Task goal. Render every one of the entries below as a JSON list of strings, with one string per line and no strings for blank lines.

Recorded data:

+ + + + + + +

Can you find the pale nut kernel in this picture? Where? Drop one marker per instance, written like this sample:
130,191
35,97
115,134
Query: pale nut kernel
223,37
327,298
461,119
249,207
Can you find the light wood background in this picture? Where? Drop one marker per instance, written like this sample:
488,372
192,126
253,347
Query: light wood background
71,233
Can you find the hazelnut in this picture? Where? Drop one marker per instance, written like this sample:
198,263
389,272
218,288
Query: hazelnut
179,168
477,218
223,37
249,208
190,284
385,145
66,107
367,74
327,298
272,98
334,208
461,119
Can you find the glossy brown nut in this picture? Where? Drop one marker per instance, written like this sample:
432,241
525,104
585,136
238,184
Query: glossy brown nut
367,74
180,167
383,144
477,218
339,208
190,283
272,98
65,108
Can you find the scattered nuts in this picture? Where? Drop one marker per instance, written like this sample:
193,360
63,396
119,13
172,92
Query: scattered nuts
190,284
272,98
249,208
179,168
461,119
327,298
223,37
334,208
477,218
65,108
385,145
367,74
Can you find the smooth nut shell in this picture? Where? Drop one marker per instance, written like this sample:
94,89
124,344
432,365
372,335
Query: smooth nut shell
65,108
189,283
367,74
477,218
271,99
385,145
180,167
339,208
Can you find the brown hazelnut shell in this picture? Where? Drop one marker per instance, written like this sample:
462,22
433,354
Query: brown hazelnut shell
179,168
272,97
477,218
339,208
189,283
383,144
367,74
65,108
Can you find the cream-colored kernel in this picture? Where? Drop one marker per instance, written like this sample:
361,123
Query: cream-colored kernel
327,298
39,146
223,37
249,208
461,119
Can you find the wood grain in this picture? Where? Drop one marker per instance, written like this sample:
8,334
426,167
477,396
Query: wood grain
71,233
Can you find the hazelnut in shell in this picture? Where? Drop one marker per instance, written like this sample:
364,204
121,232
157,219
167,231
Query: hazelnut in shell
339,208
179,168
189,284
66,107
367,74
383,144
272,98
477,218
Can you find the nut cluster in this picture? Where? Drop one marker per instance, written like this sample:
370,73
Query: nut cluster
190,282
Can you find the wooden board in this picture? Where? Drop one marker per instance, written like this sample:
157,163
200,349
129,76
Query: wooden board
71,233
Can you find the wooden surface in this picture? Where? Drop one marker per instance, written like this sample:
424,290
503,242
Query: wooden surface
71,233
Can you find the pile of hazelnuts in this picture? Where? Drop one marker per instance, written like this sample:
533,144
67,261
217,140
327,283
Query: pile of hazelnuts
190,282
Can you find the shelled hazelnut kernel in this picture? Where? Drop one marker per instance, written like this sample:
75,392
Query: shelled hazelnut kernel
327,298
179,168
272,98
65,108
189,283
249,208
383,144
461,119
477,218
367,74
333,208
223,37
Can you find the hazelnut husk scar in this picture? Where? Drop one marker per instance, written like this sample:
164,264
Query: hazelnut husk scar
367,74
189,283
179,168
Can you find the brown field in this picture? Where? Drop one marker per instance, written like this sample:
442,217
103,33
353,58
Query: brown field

+ + + + + + +

Solution to this exercise.
[
  "Can you find the pale nut kernel in this picture? Where? Drop one marker per instance, written like this sample:",
  "130,191",
  "35,97",
  "115,134",
  "Query: pale nut kernel",
  "223,37",
  "327,298",
  "461,119",
  "249,207",
  "Can you find the light wood background in this picture? Where? Drop one marker per instance, written like this sample:",
  "488,372",
  "192,126",
  "253,347",
  "Query: light wood background",
  "71,233",
  "Can you find the hazelnut in this picture? Where? Drop one marker per instance, written like this sample:",
  "198,263",
  "389,272",
  "218,288",
  "Query: hazelnut",
  "179,168",
  "477,218",
  "223,37",
  "249,208",
  "190,284",
  "385,145",
  "66,107",
  "367,74",
  "327,298",
  "272,98",
  "334,208",
  "461,119",
  "Can you find the glossy brown nut in this picture? Where? Drop one marker per instance, written like this sample:",
  "432,241",
  "525,104",
  "585,136",
  "238,184",
  "Query: glossy brown nut",
  "367,74",
  "180,167",
  "383,144",
  "477,218",
  "339,208",
  "190,283",
  "272,98",
  "65,108",
  "Can you find the scattered nuts in this picture? Where? Drop one marker per instance, written like this sample:",
  "193,360",
  "63,396",
  "119,13",
  "172,92",
  "Query: scattered nuts",
  "190,284",
  "272,98",
  "249,208",
  "179,168",
  "461,119",
  "327,298",
  "223,37",
  "334,208",
  "477,218",
  "65,108",
  "385,145",
  "367,74",
  "Can you find the smooth nut shell in this picture? Where? Drop one marker per instance, written like this sample:",
  "94,89",
  "124,344",
  "432,365",
  "372,335",
  "Query: smooth nut shell",
  "65,108",
  "189,283",
  "367,74",
  "477,218",
  "271,99",
  "385,145",
  "180,167",
  "339,208",
  "Can you find the brown hazelnut shell in this picture? Where? Drop one marker per instance, written like this sample:",
  "462,22",
  "433,354",
  "Query: brown hazelnut shell",
  "179,168",
  "272,97",
  "477,218",
  "339,208",
  "189,283",
  "383,144",
  "367,74",
  "65,108",
  "Can you find the cream-colored kernel in this picture? Where? Drop one marker per instance, written like this sample:",
  "361,123",
  "Query: cream-colored kernel",
  "327,298",
  "39,146",
  "223,37",
  "249,208",
  "461,119",
  "Can you find the wood grain in this picture? Where? Drop one marker per instance, written like this sample:",
  "8,334",
  "426,167",
  "477,396",
  "Query: wood grain",
  "71,233",
  "Can you find the hazelnut in shell in this picture? Where? Drop one marker per instance, written like this sample:",
  "364,204",
  "121,232",
  "157,219",
  "167,231",
  "Query: hazelnut in shell",
  "339,208",
  "179,168",
  "189,284",
  "66,107",
  "367,74",
  "383,144",
  "272,98",
  "477,218",
  "Can you find the nut cluster in this picture? Where? Drop one marker per instance, written like this sample:",
  "370,73",
  "Query: nut cluster",
  "190,282",
  "Can you find the wooden board in this picture? Where? Drop one marker per instance, written like this sample:",
  "157,163",
  "200,349",
  "129,76",
  "Query: wooden board",
  "71,233",
  "Can you find the wooden surface in this picture? Where? Drop one marker per instance, written like this sample:",
  "424,290",
  "503,242",
  "Query: wooden surface",
  "71,233",
  "Can you find the pile of hazelnuts in this picture? Where? Drop one marker per instance, written like this sample:",
  "533,144",
  "67,261",
  "217,140",
  "327,283",
  "Query: pile of hazelnuts",
  "190,282",
  "Can you find the shelled hazelnut kernel in this picture? Where? Drop one marker per instance, written like this sample:",
  "75,392",
  "Query: shelled hazelnut kernel",
  "327,298",
  "179,168",
  "272,98",
  "65,108",
  "189,283",
  "249,208",
  "383,144",
  "461,119",
  "477,218",
  "367,74",
  "333,208",
  "223,37",
  "Can you find the hazelnut husk scar in this picture? Where? Drop one marker per instance, written like this sample:",
  "164,264",
  "Query: hazelnut husk scar",
  "367,74",
  "189,283",
  "179,168",
  "Can you find the brown field in this picture? Where? Drop one marker per instance, written like this sample:",
  "442,217",
  "103,33",
  "353,58",
  "Query: brown field"
]